● EXERCISE REQUIREMENTS: Can you turn all of the material below into a Markdown table with the columns "Row" and "Text", giving each line its own numbered row and leaving out any blank lines?

Start RECORDS FOR THE TASK

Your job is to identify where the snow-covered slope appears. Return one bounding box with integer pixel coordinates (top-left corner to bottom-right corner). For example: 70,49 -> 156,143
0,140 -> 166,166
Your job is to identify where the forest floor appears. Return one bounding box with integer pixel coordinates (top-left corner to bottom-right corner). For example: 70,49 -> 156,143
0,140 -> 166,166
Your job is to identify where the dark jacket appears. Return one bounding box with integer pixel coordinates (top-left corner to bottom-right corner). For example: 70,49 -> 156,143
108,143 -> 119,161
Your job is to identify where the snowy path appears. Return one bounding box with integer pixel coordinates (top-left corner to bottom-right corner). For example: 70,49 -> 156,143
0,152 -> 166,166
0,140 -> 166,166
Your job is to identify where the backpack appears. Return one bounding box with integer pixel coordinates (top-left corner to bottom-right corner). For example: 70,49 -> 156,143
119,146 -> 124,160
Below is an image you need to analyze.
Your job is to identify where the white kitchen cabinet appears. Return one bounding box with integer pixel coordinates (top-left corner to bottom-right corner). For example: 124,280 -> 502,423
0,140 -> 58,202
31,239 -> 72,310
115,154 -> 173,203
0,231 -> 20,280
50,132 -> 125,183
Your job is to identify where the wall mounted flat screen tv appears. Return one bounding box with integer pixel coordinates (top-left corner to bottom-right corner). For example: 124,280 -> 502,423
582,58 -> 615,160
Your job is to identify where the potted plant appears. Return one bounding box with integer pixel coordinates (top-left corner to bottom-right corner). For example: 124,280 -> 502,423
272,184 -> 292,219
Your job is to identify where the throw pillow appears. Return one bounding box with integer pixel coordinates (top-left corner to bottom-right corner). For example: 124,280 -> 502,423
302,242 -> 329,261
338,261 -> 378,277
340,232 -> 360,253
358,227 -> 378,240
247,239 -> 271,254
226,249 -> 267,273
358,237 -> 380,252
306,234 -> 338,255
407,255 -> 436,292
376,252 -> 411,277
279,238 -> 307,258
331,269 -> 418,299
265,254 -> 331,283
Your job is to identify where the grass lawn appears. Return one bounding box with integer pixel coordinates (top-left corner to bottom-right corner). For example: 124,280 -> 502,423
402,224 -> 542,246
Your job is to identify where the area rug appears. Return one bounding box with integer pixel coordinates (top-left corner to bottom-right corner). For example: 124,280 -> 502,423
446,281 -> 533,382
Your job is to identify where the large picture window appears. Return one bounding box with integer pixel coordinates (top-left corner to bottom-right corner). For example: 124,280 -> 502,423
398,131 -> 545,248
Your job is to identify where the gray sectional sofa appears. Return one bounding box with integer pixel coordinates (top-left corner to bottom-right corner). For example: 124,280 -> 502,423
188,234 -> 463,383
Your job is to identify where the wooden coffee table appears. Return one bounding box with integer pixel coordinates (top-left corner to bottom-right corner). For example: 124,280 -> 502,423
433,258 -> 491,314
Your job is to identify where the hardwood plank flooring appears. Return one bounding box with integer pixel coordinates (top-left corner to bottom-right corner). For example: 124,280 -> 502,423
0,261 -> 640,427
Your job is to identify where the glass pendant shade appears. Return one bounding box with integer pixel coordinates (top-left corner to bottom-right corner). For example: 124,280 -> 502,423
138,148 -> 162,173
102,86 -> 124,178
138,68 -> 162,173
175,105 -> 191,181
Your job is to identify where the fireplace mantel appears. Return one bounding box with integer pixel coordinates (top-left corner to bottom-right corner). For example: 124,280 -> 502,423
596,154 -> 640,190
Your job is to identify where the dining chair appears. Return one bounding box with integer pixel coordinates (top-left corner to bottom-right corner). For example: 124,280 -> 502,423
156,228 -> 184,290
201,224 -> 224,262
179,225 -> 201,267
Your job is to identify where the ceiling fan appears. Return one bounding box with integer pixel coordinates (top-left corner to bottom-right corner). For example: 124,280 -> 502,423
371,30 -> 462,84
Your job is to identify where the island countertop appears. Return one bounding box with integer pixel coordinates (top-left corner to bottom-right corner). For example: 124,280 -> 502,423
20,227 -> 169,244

End RECORDS FOR THE TASK

● SOLUTION FOR THIS TASK:
| Row | Text |
|---|---|
| 1 | Your job is to identify where the snow-covered slope appears. Return one bounding box with integer pixel coordinates (top-left corner to bottom-right corner). For example: 70,49 -> 156,143 |
| 2 | 0,140 -> 166,166 |
| 3 | Your job is to identify where the forest floor appears. Return one bounding box with integer pixel coordinates (top-left corner to bottom-right corner). For example: 70,49 -> 156,143 |
| 4 | 0,140 -> 166,166 |
| 5 | Your job is to identify where the dark jacket appears. Return one bounding box with integer pixel coordinates (top-left corner to bottom-right corner). For example: 70,49 -> 156,143 |
| 6 | 108,143 -> 119,161 |
| 7 | Your job is to identify where the snowy path appears. Return one bounding box with integer pixel coordinates (top-left corner to bottom-right corner). For example: 70,49 -> 156,143 |
| 8 | 0,152 -> 166,166 |
| 9 | 0,140 -> 166,166 |
| 10 | Your job is to identify where the backpack appears. Return one bounding box with integer pixel coordinates (top-left corner to bottom-right corner). For example: 70,49 -> 156,143 |
| 11 | 119,146 -> 124,160 |
| 12 | Below is an image you need to analyze. |
| 13 | Your job is to identify where the white kitchen cabinet appears. Return one bounding box with integer pixel coordinates (top-left corner to bottom-right corner). For example: 124,280 -> 502,423 |
| 14 | 0,140 -> 58,202 |
| 15 | 31,239 -> 72,310 |
| 16 | 115,154 -> 173,203 |
| 17 | 0,231 -> 20,280 |
| 18 | 50,132 -> 125,183 |
| 19 | Your job is to identify where the wall mounted flat screen tv appears. Return one bounding box with integer pixel coordinates (top-left corner to bottom-right corner). For example: 124,280 -> 502,423 |
| 20 | 582,58 -> 615,160 |
| 21 | Your job is to identify where the potted plant appears. Return one bounding box with integer pixel coordinates (top-left corner to bottom-right corner). For example: 124,280 -> 502,423 |
| 22 | 272,184 -> 292,219 |
| 23 | Your job is to identify where the throw pillow appears. Return one bounding box with integer pixel coordinates (top-left corner to bottom-right corner). For example: 124,280 -> 502,423 |
| 24 | 302,242 -> 329,261 |
| 25 | 338,261 -> 378,277 |
| 26 | 340,232 -> 360,253 |
| 27 | 358,227 -> 378,240 |
| 28 | 247,239 -> 271,254 |
| 29 | 226,249 -> 267,273 |
| 30 | 358,237 -> 380,252 |
| 31 | 306,234 -> 338,255 |
| 32 | 407,255 -> 436,292 |
| 33 | 376,252 -> 411,277 |
| 34 | 279,238 -> 307,258 |
| 35 | 331,269 -> 418,299 |
| 36 | 265,254 -> 331,283 |
| 37 | Your job is to identify where the grass lawn appears. Return one bounding box with integer pixel coordinates (top-left corner to bottom-right corner). For example: 124,280 -> 502,423 |
| 38 | 402,224 -> 542,246 |
| 39 | Your job is to identify where the area rug appears. Return one bounding box with integer pixel coordinates (top-left corner to bottom-right corner). For example: 124,280 -> 502,423 |
| 40 | 446,281 -> 533,382 |
| 41 | Your job is to identify where the large picture window appears. Return one bounding box with integer pixel coordinates (top-left corner to bottom-right corner). For example: 124,280 -> 502,423 |
| 42 | 398,131 -> 545,248 |
| 43 | Your job is to identify where the gray sectional sofa appears. Return one bounding box with integer pixel coordinates (top-left corner to bottom-right corner). For example: 124,280 -> 502,423 |
| 44 | 188,234 -> 463,383 |
| 45 | Your job is to identify where the wooden coffee table appears. Return one bounding box with integer pixel coordinates (top-left corner to bottom-right corner). For example: 124,280 -> 502,423 |
| 46 | 433,258 -> 491,314 |
| 47 | Your job is to identify where the hardwood plank flooring appears. Return one bounding box with integer pixel coordinates (top-left corner to bottom-right corner). For example: 124,280 -> 502,423 |
| 48 | 0,261 -> 640,427 |
| 49 | Your job is to identify where the glass pendant shade appears. Return one bounding box with integer pixel coordinates (top-left corner to bottom-right corner). For example: 124,280 -> 502,423 |
| 50 | 138,148 -> 162,173 |
| 51 | 102,86 -> 124,178 |
| 52 | 138,68 -> 162,173 |
| 53 | 175,105 -> 191,181 |
| 54 | Your job is to identify where the fireplace mantel appears. Return one bounding box with integer pixel coordinates (top-left corner to bottom-right corner). For example: 124,280 -> 502,423 |
| 55 | 596,154 -> 640,190 |
| 56 | Your job is to identify where the dining chair appears. Return one bounding box with integer pixel coordinates (top-left corner to bottom-right corner). For example: 124,280 -> 502,423 |
| 57 | 156,228 -> 184,290 |
| 58 | 201,224 -> 224,262 |
| 59 | 179,225 -> 201,267 |
| 60 | Your job is to identify where the ceiling fan appears. Return one bounding box with integer pixel coordinates (top-left corner to bottom-right corner). For example: 124,280 -> 502,423 |
| 61 | 371,30 -> 462,84 |
| 62 | Your job is to identify where the island countertop appears. Return one bounding box with integer pixel coordinates (top-left corner to bottom-right corner). For example: 124,280 -> 502,423 |
| 63 | 20,227 -> 169,244 |